[PROVIDED TEXT]
Helping Jimmy Page is The Yardbirds’ manager, Peter Grant. A hulking brute with an intimidating, brusque manner, Peter Grant has been a sheet-metal worker, stage-hand, professional wrestler, part-time actor, and bouncer. He starts managing rock acts with The Alan Price Combo, who go on to become The Animals. Peter Grant also looks after The Nashville Teens and handles U.K. tours for Little Eva, Bryan Hyland, Chuck Berry and Gene Vincent. Peter Grant is dedicated to his charges and he proves vital to Jimmy Page’s new mission.

[THE DATA]
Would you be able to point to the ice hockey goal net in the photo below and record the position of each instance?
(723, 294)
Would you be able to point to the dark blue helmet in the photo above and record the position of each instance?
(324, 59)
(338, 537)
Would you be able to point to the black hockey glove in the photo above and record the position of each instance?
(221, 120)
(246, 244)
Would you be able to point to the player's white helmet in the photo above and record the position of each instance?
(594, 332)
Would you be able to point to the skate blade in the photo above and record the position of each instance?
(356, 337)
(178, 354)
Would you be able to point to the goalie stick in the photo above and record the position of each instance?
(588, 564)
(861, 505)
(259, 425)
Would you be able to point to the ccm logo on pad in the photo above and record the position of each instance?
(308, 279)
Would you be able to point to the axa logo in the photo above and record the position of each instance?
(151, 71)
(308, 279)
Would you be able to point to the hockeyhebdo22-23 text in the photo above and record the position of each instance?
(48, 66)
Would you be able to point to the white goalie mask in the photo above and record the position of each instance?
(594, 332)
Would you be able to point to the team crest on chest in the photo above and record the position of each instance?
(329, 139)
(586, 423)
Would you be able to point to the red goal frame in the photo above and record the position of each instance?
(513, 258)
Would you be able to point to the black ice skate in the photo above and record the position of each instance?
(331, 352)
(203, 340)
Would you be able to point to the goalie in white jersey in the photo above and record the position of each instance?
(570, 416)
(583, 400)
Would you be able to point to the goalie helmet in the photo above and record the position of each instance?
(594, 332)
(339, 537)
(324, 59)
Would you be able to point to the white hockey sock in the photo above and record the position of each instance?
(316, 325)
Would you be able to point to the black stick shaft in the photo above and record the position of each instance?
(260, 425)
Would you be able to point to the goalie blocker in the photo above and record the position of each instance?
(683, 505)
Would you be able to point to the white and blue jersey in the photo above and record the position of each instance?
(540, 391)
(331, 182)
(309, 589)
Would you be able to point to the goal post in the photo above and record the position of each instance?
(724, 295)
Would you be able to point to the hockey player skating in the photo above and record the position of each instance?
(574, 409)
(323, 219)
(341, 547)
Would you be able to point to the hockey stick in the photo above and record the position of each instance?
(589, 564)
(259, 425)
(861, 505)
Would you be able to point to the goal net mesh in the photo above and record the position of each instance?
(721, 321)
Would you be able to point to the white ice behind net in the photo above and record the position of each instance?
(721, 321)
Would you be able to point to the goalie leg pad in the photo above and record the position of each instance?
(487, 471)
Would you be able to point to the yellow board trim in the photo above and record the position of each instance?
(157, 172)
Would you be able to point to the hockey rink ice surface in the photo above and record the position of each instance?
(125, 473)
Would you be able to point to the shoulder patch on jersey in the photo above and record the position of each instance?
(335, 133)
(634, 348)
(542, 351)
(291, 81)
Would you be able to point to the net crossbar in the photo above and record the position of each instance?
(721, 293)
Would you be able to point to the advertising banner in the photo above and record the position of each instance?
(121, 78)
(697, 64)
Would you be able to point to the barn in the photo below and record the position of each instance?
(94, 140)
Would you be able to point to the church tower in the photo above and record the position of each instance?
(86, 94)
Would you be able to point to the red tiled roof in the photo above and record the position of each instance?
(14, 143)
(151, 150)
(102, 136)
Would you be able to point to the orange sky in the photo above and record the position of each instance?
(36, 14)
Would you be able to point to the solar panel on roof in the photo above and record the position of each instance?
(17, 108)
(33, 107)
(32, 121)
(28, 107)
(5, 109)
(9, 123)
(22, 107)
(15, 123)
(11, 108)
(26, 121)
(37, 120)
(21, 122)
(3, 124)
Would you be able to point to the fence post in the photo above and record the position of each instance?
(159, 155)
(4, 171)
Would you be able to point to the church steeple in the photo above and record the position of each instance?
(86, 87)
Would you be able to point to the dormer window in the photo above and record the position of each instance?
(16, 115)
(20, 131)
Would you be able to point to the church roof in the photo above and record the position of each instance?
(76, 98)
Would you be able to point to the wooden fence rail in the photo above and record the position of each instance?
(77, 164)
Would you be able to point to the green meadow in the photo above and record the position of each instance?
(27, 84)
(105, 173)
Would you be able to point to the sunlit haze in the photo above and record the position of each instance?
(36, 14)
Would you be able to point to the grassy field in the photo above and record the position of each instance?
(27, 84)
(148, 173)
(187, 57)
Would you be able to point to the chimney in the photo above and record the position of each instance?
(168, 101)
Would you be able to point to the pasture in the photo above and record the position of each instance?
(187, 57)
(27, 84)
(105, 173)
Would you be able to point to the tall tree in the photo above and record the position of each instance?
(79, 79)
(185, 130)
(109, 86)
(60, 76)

[TO DO]
Answer these from the Peter Grant passage:
1. What position does Peter Grant hold with The Yardbirds?
2. What group does The Alan Price Combo go on to become?
3. Which group, named alongside the U.K. tours, does Peter Grant also look after?

[ANSWER BOX]
1. Manager
2. The Animals
3. The Nashville Teens